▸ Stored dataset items
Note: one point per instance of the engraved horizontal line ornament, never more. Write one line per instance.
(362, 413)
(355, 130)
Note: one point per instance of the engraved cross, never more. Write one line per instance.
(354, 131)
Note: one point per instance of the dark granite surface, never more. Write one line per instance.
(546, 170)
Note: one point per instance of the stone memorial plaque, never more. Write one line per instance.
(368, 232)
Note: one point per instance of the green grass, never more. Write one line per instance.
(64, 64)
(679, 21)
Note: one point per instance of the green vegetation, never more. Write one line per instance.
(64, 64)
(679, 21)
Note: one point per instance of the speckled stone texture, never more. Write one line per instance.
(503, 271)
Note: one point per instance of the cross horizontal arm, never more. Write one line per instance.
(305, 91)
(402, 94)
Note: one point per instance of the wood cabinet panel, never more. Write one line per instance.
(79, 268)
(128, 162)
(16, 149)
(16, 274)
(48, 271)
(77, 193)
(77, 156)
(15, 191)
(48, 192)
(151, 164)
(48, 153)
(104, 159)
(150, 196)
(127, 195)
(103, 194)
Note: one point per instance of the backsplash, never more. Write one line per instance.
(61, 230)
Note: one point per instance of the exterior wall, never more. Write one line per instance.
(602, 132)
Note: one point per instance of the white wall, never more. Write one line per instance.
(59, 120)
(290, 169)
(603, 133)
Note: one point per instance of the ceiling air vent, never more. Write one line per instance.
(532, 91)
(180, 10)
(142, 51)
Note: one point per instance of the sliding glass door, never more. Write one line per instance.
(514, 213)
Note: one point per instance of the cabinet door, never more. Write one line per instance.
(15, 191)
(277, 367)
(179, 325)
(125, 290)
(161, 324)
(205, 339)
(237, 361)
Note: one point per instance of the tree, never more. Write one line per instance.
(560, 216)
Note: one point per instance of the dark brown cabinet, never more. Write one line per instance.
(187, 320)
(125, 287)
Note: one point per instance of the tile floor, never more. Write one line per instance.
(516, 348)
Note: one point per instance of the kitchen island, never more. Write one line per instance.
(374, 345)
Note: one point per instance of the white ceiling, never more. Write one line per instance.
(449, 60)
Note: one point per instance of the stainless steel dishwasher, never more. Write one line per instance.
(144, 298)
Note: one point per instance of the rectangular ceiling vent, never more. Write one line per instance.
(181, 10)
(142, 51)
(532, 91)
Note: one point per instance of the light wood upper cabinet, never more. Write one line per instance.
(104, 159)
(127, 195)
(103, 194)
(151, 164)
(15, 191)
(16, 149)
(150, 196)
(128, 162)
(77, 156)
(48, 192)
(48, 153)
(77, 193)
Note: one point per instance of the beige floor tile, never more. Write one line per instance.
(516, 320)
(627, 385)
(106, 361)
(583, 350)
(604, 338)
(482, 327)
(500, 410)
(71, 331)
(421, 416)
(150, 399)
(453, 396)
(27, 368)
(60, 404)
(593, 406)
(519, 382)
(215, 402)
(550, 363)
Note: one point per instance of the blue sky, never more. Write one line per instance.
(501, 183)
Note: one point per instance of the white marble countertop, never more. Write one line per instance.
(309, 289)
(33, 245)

▸ Exercise task
Please copy out each record, character for character.

▸ Answer below
Note: one point per instance of the engraved horizontal line ornament, never more. Write one line per instance.
(362, 413)
(355, 130)
Note: one point per instance of the engraved cross, never more. Write one line per instance.
(354, 131)
Note: one point per instance of the dark granite surface, never more. Write one line per instance.
(546, 170)
Note: one point per instance of the stone memorial plaque, never more. Write one line per instance.
(368, 232)
Note: one point per instance of the green grass, never more. Write one line per instance.
(64, 64)
(679, 21)
Note: one point per instance of the green vegetation, never more. Write one line per instance.
(64, 64)
(679, 21)
Note: one point per instance of the speckled stone texture, never more. Write one line per instance.
(503, 271)
Note: one point per instance of the cross horizontal arm, never more. Write one line per instance.
(305, 91)
(402, 94)
Note: one point per instance of the wood cabinet panel, never more. Write one line per instance.
(79, 268)
(128, 162)
(16, 149)
(16, 274)
(48, 271)
(77, 193)
(77, 156)
(15, 191)
(48, 192)
(151, 164)
(48, 153)
(104, 159)
(150, 196)
(127, 195)
(103, 194)
Note: one point per instance of the backsplash, never more. Write one line per instance.
(61, 230)
Note: one point per instance of the exterior wall, never more. Write one line per instance.
(602, 132)
Note: one point per instance of the white wall, never more. Write one line per instance.
(59, 120)
(290, 169)
(603, 133)
Note: one point per instance of the ceiling air vent, never more. Write one line per instance.
(532, 91)
(180, 10)
(142, 51)
Note: one point per instance of the sliding glass door, never more. Write one line per instance.
(514, 213)
Note: one point per instance of the cabinet door, never more. Write one line per instance.
(15, 191)
(277, 367)
(179, 325)
(125, 290)
(161, 324)
(205, 339)
(237, 361)
Note: one point per instance of the tree, never more. Write one line per instance.
(560, 216)
Note: one point per instance of the dark brown cabinet, never more. Write one line per instance.
(187, 320)
(125, 287)
Note: one point per instance of the tile floor, never more. Write one line per instance.
(516, 348)
Note: one point per instance of the kitchen island, never more. Write one line per instance.
(374, 345)
Note: one point per instance of the white ceiling, never more. Write one line per instance.
(449, 60)
Note: one point per instance of the stainless steel dishwasher, never more. Write one line per instance.
(144, 298)
Note: one point per instance of the rectangular ceiling vent, never more. Write one line per instance.
(181, 10)
(142, 51)
(532, 91)
Note: one point per instance of the light wood upper cabinet, never more. Write one line per instance.
(104, 159)
(127, 195)
(103, 194)
(151, 164)
(15, 191)
(16, 149)
(150, 196)
(128, 162)
(77, 156)
(48, 192)
(48, 153)
(77, 193)
Note: one point per instance of the beige floor tile, never more. Write one line per instance.
(516, 320)
(627, 385)
(106, 361)
(583, 350)
(604, 338)
(482, 327)
(500, 410)
(71, 331)
(421, 416)
(150, 399)
(453, 396)
(27, 368)
(60, 404)
(593, 406)
(519, 382)
(215, 402)
(550, 363)
Note: one point per instance of the blue sky, never more. Write one line per instance.
(501, 183)
Note: one point per instance of the white marble countertop, never more. Write one line per instance.
(309, 289)
(33, 245)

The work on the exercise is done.